◆ Entries supplied:

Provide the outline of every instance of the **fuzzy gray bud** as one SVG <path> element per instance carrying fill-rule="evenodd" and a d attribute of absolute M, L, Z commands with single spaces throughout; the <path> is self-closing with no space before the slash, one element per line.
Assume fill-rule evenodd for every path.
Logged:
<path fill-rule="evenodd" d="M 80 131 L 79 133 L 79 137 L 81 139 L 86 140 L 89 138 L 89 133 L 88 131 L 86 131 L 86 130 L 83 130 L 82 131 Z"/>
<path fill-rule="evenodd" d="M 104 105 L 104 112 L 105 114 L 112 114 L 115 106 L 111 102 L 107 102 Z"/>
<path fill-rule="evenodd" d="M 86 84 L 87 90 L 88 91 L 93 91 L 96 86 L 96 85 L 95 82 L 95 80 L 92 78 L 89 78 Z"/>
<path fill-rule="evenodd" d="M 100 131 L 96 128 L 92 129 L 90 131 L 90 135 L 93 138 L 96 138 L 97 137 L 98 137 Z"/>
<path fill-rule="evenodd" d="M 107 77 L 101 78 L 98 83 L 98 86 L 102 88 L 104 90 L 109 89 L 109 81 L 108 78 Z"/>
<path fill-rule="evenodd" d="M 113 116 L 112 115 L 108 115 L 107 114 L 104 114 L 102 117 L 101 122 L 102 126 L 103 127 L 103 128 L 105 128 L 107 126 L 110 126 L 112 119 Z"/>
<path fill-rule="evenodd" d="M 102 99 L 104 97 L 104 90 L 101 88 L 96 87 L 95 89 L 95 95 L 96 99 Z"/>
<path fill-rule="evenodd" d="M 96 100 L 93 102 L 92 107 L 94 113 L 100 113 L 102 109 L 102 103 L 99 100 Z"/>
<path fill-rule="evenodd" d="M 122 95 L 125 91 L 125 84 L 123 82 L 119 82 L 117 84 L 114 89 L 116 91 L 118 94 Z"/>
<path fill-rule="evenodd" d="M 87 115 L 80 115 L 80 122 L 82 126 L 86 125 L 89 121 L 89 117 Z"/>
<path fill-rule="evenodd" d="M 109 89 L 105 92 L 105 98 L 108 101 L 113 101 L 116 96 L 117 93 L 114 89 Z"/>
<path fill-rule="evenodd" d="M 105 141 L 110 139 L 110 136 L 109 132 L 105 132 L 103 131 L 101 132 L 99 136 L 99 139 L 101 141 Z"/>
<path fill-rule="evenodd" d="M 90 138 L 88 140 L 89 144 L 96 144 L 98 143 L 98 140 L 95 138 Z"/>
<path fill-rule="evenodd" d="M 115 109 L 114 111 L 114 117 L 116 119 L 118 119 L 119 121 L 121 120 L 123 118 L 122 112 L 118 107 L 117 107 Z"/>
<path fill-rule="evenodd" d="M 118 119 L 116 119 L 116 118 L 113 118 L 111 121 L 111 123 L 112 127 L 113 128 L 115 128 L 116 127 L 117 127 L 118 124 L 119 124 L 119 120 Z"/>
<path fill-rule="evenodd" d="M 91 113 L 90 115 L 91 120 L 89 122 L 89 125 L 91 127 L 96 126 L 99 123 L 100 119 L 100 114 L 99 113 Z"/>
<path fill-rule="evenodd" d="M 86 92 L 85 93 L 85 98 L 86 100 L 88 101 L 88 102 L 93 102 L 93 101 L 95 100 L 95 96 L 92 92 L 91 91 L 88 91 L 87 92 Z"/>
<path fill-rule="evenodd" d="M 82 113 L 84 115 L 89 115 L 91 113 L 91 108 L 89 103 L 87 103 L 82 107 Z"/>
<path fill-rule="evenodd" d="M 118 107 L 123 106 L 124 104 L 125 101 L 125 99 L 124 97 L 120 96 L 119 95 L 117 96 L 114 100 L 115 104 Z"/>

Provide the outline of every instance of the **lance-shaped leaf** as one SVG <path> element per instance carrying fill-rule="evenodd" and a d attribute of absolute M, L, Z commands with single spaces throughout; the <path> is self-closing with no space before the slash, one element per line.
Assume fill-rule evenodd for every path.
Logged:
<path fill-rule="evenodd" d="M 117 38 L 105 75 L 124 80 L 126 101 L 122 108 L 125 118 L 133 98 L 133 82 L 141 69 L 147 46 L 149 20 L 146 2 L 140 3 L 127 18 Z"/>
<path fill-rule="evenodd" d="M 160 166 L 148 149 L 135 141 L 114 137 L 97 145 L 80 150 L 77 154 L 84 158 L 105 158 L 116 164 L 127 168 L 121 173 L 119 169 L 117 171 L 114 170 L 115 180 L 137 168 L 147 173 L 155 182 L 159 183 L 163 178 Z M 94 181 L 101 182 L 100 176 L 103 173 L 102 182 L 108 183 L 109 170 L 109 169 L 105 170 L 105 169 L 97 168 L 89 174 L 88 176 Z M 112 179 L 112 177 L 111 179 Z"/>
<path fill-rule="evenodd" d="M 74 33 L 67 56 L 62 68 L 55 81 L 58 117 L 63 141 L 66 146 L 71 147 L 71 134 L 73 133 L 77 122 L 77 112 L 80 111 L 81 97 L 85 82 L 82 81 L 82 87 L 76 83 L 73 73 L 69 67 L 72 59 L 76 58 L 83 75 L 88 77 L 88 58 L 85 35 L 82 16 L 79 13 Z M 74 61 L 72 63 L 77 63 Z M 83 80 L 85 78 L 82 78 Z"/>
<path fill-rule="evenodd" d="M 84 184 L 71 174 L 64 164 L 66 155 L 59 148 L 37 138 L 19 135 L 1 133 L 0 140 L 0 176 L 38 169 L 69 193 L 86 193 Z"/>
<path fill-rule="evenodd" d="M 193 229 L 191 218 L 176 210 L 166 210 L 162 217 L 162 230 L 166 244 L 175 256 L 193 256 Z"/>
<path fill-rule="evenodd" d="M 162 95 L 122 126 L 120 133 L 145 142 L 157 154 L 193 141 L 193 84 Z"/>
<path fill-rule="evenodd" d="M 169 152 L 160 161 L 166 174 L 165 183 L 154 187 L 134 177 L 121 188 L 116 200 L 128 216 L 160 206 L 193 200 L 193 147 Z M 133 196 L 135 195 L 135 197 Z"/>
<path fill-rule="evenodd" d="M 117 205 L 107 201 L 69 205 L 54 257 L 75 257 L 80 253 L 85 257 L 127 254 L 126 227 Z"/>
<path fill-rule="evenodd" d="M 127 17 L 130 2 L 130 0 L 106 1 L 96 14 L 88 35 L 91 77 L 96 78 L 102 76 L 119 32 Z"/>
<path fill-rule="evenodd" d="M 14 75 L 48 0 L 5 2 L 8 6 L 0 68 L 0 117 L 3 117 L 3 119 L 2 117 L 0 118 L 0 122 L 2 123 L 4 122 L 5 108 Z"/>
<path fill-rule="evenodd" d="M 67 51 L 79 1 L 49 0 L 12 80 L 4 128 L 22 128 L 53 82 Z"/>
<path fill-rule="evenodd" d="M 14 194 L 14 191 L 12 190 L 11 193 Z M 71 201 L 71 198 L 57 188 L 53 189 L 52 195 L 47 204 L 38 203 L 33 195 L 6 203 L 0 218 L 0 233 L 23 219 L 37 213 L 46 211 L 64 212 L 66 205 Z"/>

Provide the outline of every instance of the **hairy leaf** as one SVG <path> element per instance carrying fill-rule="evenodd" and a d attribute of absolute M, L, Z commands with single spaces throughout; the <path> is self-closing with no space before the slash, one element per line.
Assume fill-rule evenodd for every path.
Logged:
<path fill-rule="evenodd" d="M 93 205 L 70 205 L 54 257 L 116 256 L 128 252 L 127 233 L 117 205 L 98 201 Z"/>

◆ Directions for this task:
Print the part of the data that starts at its first line and ends with the line containing "118 119 L 116", both included, reproducing each line without any change.

◆ Exercise output:
Provide the outline of every instance of the **fuzzy gray bud** as one SVG <path> element per instance carrying fill-rule="evenodd" and a d attribute of absolute M, L, Z commands with single spaces throughout; the <path> is self-closing with no space before the slash, one element per line.
Assume fill-rule evenodd for every path.
Logged:
<path fill-rule="evenodd" d="M 80 131 L 79 133 L 79 137 L 81 139 L 86 140 L 89 138 L 89 133 L 88 131 L 86 131 L 86 130 L 83 130 L 82 131 Z"/>
<path fill-rule="evenodd" d="M 104 105 L 104 112 L 105 114 L 112 114 L 115 106 L 111 102 L 107 102 Z"/>
<path fill-rule="evenodd" d="M 86 84 L 87 90 L 88 91 L 93 91 L 96 86 L 96 85 L 95 82 L 95 80 L 92 78 L 89 78 Z"/>
<path fill-rule="evenodd" d="M 100 131 L 96 128 L 92 129 L 90 131 L 90 135 L 93 138 L 96 138 L 97 137 L 98 137 Z"/>
<path fill-rule="evenodd" d="M 107 77 L 101 78 L 98 83 L 98 86 L 102 88 L 104 90 L 109 89 L 109 81 L 108 78 Z"/>
<path fill-rule="evenodd" d="M 113 116 L 112 115 L 108 115 L 107 114 L 104 114 L 102 117 L 101 122 L 102 126 L 103 127 L 103 128 L 105 128 L 107 126 L 110 126 L 112 119 Z"/>
<path fill-rule="evenodd" d="M 102 99 L 104 97 L 104 90 L 101 88 L 96 87 L 95 89 L 95 95 L 96 99 Z"/>
<path fill-rule="evenodd" d="M 96 100 L 93 102 L 92 107 L 94 113 L 100 113 L 102 109 L 102 103 L 99 100 Z"/>
<path fill-rule="evenodd" d="M 122 95 L 125 91 L 125 84 L 123 82 L 119 82 L 117 84 L 114 89 L 116 91 L 118 94 Z"/>
<path fill-rule="evenodd" d="M 87 115 L 80 115 L 80 122 L 82 126 L 86 125 L 89 121 L 89 117 Z"/>
<path fill-rule="evenodd" d="M 109 89 L 105 92 L 105 98 L 108 101 L 113 101 L 116 96 L 117 93 L 114 89 Z"/>
<path fill-rule="evenodd" d="M 105 141 L 110 139 L 110 136 L 109 132 L 105 132 L 103 131 L 101 132 L 99 136 L 99 139 L 101 141 Z"/>
<path fill-rule="evenodd" d="M 90 138 L 88 140 L 89 144 L 96 144 L 98 143 L 98 140 L 95 138 Z"/>
<path fill-rule="evenodd" d="M 115 109 L 114 111 L 114 117 L 116 119 L 118 119 L 119 121 L 121 120 L 123 118 L 122 112 L 118 107 L 117 107 Z"/>
<path fill-rule="evenodd" d="M 118 119 L 116 119 L 116 118 L 113 118 L 111 121 L 111 123 L 112 127 L 113 128 L 115 128 L 116 127 L 117 127 L 118 124 L 119 124 L 119 120 Z"/>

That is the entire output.